━━━━━ Data

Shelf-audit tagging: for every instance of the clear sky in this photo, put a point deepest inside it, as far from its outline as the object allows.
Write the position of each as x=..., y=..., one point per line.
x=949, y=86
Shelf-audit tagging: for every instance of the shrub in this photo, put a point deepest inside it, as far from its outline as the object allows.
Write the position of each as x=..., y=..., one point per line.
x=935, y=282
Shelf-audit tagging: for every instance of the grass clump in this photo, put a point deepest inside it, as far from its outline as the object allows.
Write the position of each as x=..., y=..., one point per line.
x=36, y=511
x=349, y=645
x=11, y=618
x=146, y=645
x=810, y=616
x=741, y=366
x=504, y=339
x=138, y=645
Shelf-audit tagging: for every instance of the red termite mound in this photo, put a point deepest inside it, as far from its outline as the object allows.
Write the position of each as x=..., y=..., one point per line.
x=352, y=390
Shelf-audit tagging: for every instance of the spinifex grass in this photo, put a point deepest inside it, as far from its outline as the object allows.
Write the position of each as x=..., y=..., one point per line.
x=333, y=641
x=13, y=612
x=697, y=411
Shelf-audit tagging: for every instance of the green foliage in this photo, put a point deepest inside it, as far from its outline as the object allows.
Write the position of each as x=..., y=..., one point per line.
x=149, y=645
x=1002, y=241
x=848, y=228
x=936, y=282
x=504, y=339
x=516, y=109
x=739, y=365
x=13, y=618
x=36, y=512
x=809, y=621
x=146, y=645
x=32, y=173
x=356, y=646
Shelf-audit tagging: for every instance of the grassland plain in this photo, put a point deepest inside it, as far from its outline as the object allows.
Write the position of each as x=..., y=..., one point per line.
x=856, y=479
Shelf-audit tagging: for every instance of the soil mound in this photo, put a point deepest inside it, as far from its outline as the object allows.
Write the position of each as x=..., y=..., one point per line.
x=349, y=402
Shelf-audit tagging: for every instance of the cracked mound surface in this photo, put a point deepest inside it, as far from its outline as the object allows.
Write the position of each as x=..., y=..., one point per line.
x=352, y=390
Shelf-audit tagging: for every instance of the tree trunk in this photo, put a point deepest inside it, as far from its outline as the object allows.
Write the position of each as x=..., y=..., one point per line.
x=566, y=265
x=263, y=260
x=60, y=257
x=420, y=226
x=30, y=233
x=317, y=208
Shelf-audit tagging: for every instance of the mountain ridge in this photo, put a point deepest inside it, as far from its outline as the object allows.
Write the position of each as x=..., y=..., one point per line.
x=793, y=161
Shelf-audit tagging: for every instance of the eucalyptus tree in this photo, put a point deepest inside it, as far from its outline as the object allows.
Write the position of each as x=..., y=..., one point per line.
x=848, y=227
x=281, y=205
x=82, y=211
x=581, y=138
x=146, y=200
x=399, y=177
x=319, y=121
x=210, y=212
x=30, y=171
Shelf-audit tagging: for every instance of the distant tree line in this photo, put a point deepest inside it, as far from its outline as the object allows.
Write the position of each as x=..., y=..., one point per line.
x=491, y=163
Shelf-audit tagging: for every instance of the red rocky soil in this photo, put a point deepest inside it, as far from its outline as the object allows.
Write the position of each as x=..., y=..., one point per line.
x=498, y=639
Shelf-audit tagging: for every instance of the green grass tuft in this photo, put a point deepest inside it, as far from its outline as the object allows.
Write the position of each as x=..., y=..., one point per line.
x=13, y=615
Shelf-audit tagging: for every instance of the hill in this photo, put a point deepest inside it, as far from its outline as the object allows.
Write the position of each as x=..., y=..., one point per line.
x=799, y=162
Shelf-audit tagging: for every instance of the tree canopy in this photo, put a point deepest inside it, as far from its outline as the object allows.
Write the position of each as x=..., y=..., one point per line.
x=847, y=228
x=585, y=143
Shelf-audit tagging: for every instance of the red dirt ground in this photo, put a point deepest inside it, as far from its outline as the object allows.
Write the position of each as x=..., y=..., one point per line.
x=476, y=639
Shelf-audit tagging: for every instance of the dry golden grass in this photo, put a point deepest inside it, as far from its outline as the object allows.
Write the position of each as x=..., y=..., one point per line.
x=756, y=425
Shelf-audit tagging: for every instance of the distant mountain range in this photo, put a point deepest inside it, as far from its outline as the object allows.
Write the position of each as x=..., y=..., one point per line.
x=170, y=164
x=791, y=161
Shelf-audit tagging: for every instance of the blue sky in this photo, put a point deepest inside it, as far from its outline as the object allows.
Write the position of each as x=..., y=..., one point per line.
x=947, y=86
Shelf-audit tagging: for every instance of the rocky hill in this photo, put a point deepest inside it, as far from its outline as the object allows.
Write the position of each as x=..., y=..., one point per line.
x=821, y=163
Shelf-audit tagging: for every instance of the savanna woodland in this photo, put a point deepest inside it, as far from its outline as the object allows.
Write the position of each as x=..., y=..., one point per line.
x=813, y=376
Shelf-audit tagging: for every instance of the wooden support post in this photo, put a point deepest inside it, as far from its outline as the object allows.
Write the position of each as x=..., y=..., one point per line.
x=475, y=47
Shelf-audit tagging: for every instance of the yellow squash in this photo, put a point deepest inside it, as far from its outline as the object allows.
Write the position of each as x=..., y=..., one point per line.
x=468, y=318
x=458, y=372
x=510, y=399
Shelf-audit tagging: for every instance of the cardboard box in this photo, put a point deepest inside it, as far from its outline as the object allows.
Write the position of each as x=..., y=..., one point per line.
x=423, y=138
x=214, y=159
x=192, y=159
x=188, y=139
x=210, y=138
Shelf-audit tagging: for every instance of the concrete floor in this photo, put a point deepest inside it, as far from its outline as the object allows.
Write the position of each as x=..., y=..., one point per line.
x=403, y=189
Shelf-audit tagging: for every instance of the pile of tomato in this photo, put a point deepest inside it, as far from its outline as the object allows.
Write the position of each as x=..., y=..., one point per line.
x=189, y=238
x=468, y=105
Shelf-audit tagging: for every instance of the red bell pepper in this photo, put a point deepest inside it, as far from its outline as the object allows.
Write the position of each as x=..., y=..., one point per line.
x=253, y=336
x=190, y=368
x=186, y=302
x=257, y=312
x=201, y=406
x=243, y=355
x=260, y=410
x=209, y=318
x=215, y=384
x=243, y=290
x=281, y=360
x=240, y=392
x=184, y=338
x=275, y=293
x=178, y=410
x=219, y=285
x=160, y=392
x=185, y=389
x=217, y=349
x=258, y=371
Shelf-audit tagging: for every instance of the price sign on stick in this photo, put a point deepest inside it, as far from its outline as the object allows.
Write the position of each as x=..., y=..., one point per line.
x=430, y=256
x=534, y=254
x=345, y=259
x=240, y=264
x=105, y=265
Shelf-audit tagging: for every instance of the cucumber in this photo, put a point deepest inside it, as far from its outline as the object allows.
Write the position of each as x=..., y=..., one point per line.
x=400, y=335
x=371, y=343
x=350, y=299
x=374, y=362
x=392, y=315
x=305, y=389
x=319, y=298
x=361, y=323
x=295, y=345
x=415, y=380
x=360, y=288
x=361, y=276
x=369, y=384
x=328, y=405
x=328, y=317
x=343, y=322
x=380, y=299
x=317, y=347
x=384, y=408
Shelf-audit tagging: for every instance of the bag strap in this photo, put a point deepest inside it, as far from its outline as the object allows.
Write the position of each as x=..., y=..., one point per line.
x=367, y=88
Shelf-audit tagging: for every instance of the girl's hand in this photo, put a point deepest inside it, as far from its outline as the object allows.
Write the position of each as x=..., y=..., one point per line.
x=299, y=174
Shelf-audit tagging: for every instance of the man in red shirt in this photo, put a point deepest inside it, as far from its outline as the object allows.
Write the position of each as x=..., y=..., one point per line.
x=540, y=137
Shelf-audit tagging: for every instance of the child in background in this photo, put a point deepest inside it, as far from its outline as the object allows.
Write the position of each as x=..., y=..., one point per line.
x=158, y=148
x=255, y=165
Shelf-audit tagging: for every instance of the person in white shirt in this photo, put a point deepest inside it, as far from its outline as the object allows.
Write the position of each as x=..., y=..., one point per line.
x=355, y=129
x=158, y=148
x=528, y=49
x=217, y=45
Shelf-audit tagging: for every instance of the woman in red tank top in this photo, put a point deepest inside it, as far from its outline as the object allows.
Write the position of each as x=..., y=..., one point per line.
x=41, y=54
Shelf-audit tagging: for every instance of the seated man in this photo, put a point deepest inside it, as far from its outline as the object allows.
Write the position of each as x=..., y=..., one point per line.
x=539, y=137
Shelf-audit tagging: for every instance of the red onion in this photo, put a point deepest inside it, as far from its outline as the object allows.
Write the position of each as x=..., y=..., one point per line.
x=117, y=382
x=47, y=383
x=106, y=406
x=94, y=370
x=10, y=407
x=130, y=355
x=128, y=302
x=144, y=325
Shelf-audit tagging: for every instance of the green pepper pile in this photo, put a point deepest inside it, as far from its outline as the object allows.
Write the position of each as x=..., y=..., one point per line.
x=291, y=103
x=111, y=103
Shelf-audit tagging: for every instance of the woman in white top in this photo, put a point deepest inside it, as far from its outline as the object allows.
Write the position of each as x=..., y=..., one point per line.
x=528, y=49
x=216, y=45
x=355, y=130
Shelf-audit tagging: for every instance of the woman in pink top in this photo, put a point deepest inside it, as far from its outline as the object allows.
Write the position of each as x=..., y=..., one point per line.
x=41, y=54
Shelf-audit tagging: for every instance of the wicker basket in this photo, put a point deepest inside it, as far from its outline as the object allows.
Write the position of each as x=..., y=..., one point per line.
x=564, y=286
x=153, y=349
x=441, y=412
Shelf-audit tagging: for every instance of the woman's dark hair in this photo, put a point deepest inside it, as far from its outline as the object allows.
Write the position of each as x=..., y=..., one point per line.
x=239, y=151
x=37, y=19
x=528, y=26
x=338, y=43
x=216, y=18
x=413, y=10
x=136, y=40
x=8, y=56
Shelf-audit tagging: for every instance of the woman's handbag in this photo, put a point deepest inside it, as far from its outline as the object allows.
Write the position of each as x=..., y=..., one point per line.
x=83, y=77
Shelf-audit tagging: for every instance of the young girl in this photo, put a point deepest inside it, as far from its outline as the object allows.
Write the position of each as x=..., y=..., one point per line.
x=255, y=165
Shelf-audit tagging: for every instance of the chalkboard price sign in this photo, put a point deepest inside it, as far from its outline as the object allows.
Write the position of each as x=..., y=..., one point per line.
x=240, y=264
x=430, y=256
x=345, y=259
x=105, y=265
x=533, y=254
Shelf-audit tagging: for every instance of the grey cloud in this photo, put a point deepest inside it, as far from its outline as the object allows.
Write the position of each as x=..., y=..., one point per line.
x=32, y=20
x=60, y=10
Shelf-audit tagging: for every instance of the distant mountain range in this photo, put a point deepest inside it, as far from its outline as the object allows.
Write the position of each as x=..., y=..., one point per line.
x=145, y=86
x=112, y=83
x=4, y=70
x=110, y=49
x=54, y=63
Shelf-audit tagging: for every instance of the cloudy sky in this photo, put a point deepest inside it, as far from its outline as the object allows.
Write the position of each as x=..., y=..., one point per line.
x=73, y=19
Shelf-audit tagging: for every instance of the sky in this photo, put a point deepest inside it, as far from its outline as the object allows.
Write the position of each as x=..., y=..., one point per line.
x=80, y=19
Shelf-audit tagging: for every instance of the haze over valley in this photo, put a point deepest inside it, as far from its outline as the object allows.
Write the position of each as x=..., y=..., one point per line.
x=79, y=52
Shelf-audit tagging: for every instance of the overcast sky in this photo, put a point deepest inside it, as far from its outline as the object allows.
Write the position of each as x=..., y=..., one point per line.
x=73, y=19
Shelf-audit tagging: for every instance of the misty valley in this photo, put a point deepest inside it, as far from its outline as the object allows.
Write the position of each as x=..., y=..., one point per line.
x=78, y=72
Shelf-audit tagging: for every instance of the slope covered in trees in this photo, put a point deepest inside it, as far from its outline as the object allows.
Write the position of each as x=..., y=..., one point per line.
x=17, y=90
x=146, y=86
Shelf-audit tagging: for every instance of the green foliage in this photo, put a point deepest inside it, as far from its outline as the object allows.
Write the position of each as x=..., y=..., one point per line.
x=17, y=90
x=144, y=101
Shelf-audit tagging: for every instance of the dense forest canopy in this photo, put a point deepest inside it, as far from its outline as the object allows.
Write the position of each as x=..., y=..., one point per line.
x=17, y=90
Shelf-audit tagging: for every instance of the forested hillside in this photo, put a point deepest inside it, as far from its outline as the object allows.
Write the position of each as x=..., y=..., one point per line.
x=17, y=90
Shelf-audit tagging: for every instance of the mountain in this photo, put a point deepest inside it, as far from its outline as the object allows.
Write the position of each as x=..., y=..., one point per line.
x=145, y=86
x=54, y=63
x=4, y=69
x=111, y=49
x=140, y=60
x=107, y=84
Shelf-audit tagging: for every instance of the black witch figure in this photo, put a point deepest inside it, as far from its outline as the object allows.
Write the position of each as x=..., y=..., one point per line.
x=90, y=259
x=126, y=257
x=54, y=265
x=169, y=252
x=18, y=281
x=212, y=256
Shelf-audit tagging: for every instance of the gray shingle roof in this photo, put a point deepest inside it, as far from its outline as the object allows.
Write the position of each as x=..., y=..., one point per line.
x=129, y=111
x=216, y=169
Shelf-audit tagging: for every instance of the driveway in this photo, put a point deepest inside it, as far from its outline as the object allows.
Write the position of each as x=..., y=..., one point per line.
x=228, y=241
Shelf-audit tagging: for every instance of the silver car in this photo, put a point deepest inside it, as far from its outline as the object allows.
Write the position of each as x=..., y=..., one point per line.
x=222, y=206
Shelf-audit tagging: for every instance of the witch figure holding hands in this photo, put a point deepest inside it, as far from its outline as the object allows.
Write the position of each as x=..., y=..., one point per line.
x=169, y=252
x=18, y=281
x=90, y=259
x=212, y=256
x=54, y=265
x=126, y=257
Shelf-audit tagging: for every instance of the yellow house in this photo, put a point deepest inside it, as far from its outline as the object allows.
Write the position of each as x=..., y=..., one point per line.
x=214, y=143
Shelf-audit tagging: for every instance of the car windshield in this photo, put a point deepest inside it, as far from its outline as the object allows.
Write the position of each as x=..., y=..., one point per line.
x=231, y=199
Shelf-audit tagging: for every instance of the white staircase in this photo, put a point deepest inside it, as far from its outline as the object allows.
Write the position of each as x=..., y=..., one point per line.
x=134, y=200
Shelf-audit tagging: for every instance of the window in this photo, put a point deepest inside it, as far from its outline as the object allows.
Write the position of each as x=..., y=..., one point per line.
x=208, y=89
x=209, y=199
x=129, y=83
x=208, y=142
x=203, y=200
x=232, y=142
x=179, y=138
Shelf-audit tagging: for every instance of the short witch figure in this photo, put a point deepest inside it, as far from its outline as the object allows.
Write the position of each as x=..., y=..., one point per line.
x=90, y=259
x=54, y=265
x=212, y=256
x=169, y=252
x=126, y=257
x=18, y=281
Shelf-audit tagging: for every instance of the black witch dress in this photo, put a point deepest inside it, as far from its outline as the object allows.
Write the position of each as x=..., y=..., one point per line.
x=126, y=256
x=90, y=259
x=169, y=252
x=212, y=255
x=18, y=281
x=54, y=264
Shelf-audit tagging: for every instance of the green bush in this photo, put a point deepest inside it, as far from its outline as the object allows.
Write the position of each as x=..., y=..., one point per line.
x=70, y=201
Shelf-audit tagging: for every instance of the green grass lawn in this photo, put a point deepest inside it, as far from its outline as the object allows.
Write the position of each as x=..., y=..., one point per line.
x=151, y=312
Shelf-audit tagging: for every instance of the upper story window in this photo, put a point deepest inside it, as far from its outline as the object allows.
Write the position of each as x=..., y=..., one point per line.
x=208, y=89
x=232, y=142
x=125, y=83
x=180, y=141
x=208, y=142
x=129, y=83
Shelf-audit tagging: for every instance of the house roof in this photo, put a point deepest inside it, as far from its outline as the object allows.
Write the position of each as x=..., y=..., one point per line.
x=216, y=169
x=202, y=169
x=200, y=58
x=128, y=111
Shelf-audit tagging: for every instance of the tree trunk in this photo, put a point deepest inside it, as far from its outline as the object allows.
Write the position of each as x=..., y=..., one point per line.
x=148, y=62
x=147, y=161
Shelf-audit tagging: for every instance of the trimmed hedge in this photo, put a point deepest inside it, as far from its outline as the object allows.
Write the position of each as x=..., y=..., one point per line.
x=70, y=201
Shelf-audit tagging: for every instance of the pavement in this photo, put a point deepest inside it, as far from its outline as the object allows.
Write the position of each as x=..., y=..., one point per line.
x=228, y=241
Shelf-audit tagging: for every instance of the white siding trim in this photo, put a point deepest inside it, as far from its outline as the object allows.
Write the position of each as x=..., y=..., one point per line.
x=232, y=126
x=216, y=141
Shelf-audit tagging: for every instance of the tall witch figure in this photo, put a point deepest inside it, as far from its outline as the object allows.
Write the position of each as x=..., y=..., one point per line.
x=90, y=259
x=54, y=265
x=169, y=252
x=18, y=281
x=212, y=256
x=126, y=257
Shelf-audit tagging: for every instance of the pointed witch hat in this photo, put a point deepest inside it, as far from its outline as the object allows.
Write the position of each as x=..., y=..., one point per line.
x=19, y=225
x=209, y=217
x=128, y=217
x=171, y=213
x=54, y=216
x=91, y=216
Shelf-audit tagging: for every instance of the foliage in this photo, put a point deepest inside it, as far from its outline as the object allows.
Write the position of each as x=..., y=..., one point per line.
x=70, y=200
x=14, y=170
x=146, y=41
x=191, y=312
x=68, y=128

━━━━━━━━━━

## [Objective]
Output the items as a numbered list, starting at the first line and ending at the line that contains "x=697, y=411", including both. Skip any blank lines.

## [Worked answer]
1. Shelf-audit tagging: for every instance of the clear sky in this photo, put a point deepest inside it, as far from its outline as the object allows.
2. Write the position of each as x=..., y=..., one point per line.
3. x=949, y=86
4. Shelf-audit tagging: for every instance of the shrub in this photo, put a point deepest inside it, as far from its outline as the object allows.
5. Write the position of each as x=..., y=..., one point per line.
6. x=935, y=282
7. Shelf-audit tagging: for every instance of the grass clump in this photo, put a point deepest inside it, as far from its outline as the object allows.
8. Write the position of each as x=..., y=..., one point per line.
9. x=36, y=511
10. x=349, y=645
11. x=11, y=618
12. x=146, y=645
13. x=810, y=616
14. x=741, y=366
15. x=504, y=339
16. x=138, y=645
17. Shelf-audit tagging: for every instance of the red termite mound in this photo, put a point deepest inside it, as far from its outline as the object allows.
18. Write the position of each as x=..., y=..., one point per line.
19. x=352, y=390
20. Shelf-audit tagging: for every instance of the spinifex grass in this photo, put a point deepest inside it, as far from its outline as the object allows.
21. Write the position of each as x=..., y=..., one point per line.
22. x=333, y=641
23. x=13, y=612
24. x=697, y=411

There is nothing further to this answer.